(Your objective)
I'd like every record written out again, exactly as it is.

(Input material)
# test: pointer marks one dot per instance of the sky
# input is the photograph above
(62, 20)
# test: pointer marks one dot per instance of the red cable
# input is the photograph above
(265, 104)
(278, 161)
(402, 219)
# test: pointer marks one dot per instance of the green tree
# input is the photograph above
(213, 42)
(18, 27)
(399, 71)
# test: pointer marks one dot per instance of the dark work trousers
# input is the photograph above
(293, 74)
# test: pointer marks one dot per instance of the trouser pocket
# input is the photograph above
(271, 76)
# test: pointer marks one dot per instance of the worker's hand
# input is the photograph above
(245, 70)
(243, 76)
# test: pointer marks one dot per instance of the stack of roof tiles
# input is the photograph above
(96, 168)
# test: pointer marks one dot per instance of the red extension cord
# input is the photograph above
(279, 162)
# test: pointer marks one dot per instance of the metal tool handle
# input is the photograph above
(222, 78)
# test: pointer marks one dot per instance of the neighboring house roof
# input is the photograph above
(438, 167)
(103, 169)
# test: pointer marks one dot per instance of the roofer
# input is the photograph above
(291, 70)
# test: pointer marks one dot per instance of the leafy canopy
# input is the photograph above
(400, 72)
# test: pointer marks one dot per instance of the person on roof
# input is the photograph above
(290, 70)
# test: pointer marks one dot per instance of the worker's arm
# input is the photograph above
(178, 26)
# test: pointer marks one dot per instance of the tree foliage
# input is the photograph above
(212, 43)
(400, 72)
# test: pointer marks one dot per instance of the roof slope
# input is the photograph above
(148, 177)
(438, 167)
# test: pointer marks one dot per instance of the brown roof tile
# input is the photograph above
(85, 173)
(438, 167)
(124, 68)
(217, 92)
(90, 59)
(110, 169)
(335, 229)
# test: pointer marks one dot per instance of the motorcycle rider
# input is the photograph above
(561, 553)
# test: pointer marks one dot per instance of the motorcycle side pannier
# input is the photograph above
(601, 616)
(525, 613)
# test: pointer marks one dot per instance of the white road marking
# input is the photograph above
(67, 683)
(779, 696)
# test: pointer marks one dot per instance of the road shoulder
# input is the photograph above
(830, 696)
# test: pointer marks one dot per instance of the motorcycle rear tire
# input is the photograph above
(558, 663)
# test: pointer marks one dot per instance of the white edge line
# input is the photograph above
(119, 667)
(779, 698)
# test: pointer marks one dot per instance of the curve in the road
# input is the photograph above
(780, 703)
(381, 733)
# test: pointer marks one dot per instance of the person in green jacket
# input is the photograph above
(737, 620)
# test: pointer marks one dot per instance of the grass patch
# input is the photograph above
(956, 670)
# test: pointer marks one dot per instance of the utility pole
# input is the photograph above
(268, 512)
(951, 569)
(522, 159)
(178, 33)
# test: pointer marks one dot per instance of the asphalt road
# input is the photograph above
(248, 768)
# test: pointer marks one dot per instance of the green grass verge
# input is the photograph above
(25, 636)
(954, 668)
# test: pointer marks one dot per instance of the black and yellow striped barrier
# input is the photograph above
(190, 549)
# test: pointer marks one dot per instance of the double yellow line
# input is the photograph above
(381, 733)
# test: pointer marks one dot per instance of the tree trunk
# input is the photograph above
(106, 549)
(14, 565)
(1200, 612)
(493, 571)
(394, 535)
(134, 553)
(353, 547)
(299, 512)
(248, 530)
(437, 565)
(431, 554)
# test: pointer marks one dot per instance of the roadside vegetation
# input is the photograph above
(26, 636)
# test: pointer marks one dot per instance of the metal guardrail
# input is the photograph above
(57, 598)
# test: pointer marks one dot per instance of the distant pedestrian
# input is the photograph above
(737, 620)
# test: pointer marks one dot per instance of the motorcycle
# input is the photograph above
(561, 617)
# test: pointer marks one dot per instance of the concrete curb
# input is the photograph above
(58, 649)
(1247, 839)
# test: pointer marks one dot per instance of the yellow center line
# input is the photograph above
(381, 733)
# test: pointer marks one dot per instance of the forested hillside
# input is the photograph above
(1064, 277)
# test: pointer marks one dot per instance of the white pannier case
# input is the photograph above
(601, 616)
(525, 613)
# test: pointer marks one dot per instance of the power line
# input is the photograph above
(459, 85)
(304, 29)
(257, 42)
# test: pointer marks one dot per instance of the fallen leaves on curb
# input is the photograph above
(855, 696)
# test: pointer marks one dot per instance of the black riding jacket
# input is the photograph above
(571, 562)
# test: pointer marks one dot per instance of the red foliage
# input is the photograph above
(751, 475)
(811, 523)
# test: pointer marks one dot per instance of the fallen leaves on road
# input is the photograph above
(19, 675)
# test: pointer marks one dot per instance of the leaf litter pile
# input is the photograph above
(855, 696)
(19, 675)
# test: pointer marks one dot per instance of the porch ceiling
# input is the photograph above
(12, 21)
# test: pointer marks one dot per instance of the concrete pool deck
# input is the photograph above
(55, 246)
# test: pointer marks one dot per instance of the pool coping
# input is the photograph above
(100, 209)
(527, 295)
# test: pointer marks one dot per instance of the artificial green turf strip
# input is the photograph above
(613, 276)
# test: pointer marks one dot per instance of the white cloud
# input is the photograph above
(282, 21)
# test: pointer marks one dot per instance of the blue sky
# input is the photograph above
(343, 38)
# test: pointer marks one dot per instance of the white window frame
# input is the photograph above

(Exercise result)
# test: pointer marks one dot per instance of the sky
# input is the photograph above
(62, 20)
# test: pointer marks one dot per instance of the red cable
# input is the photograph above
(265, 104)
(278, 161)
(402, 219)
# test: pointer marks one dot per instance of the green tree
# input is the photograph above
(213, 42)
(18, 27)
(399, 71)
# test: pointer marks one dot per instance of the dark work trousers
# input is the photograph above
(293, 74)
# test: pointer marks one dot per instance of the trouser pocket
# input is the photograph above
(271, 76)
# test: pointer marks one dot per instance of the worker's hand
# input is the photograph above
(245, 70)
(243, 76)
# test: pointer marks one dot per instance of the stack of roof tiles
# input is the photograph above
(96, 168)
# test: pointer marks one dot per instance of the red extension cord
# input is the photograph above
(279, 162)
# test: pointer marks one dot per instance of the metal tool handle
# input is the photograph above
(222, 78)
# test: pointer marks one dot per instance of the neighboring house roof
# input is the photograph above
(438, 167)
(103, 169)
# test: pointer marks one dot per instance of the roofer
# input is the photograph above
(291, 70)
# test: pointer marks one dot per instance of the leafy canopy
# input is the photograph above
(400, 72)
# test: pointer marks one dot per instance of the person on roof
# input is the photograph above
(290, 70)
# test: pointer marks one dot per instance of the worker's arm
# input is the photograph above
(178, 26)
# test: pointer marks one dot per instance of the tree foliage
# input is the photograph above
(212, 43)
(400, 72)
# test: pointer marks one dot per instance of the roof slope
# input is the photograph above
(148, 177)
(438, 167)
# test: pointer marks one dot per instance of the brown roof tile
# input is the photograph above
(85, 173)
(438, 167)
(124, 68)
(217, 92)
(90, 59)
(110, 169)
(335, 229)
# test: pointer marks one dot per instance of the motorcycle rider
# input is the photograph above
(561, 553)
# test: pointer marks one dot per instance of the motorcycle side pannier
# input is the photograph above
(601, 616)
(525, 613)
# test: pointer marks one dot per instance of the white road marking
# input is the photograph above
(67, 683)
(779, 696)
# test: pointer marks one dot per instance of the road shoulder
# input is the photograph above
(830, 696)
# test: pointer marks one dot per instance of the motorcycle rear tire
# input is the photograph above
(558, 663)
# test: pointer marks one dot per instance of the white edge line
# input is the photograph above
(119, 667)
(779, 698)
# test: pointer marks one dot per instance of the curve in the road
# input is the photograph above
(780, 703)
(381, 733)
# test: pointer marks one dot per instance of the person in green jacket
# input is the photograph above
(737, 620)
# test: pointer marks one dot per instance of the grass patch
# input is the photograph above
(956, 670)
# test: pointer marks one dot per instance of the utility pole
# input is the photograph above
(268, 512)
(951, 569)
(522, 159)
(178, 33)
# test: pointer marks one dot per instance of the asphalt road
# input is the photograph above
(248, 768)
# test: pointer marks one dot per instance of the green grass verge
# input is the photograph above
(25, 636)
(954, 668)
# test: pointer marks one dot per instance of the black and yellow striped barrier
# input is the photograph above
(190, 549)
# test: pointer marks one dot per instance of the double yellow line
# input is the photograph above
(381, 733)
# test: pointer marks one dot per instance of the tree trunk
# input is the photograph above
(106, 549)
(14, 565)
(1200, 612)
(493, 571)
(394, 535)
(134, 553)
(353, 547)
(299, 512)
(248, 530)
(437, 565)
(431, 554)
# test: pointer marks one dot per instance of the roadside vegetation
# input is the photograph above
(26, 636)
# test: pointer marks one dot per instance of the metal guardrail
# input is the photograph above
(57, 598)
# test: pointer marks one dot per instance of the distant pedestrian
# input is the photograph above
(737, 620)
# test: pointer marks one dot per instance of the motorcycle
# input is the photograph above
(561, 617)
# test: pointer marks one dot per instance of the concrete curb
# input is the photograph above
(58, 649)
(1247, 839)
# test: pointer marks one dot per instance of the yellow center line
# input is the photograph above
(381, 733)
# test: pointer marks one dot per instance of the forested hillside
# input is the photograph above
(1064, 277)
# test: pointer marks one dot per instance of the white pannier case
# input is the photograph above
(601, 616)
(525, 613)
# test: pointer marks one dot per instance of the power line
# input is the photograph above
(459, 85)
(304, 29)
(257, 42)
# test: pointer marks one dot per instance of the fallen leaves on curb
# input is the photograph above
(855, 696)
# test: pointer marks one dot per instance of the black riding jacket
# input is the photograph above
(571, 562)
# test: pointer marks one dot per instance of the red foliage
# input is the photograph above
(751, 475)
(811, 523)
# test: pointer marks one dot per instance of the fallen leaves on road
# input is the photograph above
(19, 675)
# test: pointer marks one dot per instance of the leaf litter pile
# input is the photograph above
(855, 696)
(19, 675)
# test: pointer marks one dot per instance of the porch ceiling
# input is the photograph above
(12, 21)
# test: pointer marks one dot per instance of the concrete pool deck
# input is the photograph above
(55, 246)
# test: pointer marks one dot per instance of the pool coping
# input is the photograph above
(100, 209)
(527, 295)
# test: pointer marks one dot per instance of the artificial green turf strip
# input is the photograph above
(613, 276)
# test: pointer marks one dot per instance of the white cloud
# input is the photograph above
(282, 21)
# test: pointer marks one dot per instance of the blue sky
# input is the photograph above
(343, 38)
# test: pointer marks one dot per instance of the white window frame
# input is the photograph above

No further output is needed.